Provided information →
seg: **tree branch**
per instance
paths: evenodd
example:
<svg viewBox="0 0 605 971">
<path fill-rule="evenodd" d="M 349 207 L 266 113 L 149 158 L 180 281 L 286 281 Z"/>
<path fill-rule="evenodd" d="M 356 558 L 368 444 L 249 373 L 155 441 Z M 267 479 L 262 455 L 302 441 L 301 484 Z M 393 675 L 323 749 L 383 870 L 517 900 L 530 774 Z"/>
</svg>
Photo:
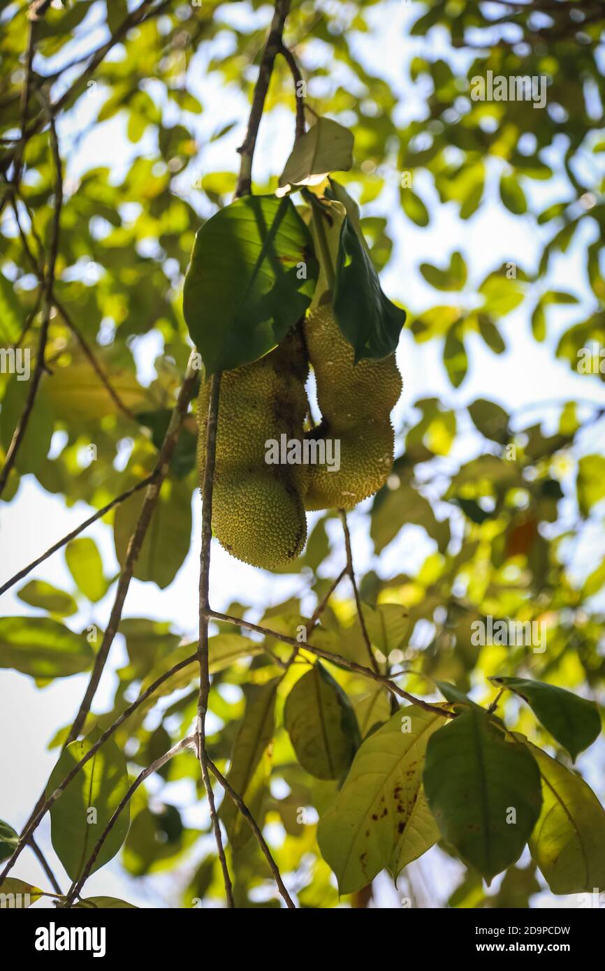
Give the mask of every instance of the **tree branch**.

Goal → Output every line of the data above as a JSON list of strings, one string per line, with blank lines omitted. Leave the picture out of the list.

Complete answer →
[
  "seg: **tree branch**",
  "per instance",
  "paths: evenodd",
  "example:",
  "<svg viewBox=\"0 0 605 971\">",
  "<path fill-rule=\"evenodd\" d=\"M 349 207 L 266 113 L 149 158 L 180 281 L 286 281 Z\"/>",
  "<path fill-rule=\"evenodd\" d=\"M 356 558 L 368 444 L 249 373 L 155 441 Z M 267 479 L 262 455 L 302 441 L 301 484 Z M 393 675 L 323 749 L 383 870 L 517 900 L 530 774 Z\"/>",
  "</svg>",
  "Photo:",
  "Give the mask of every instance of the **tree branch**."
]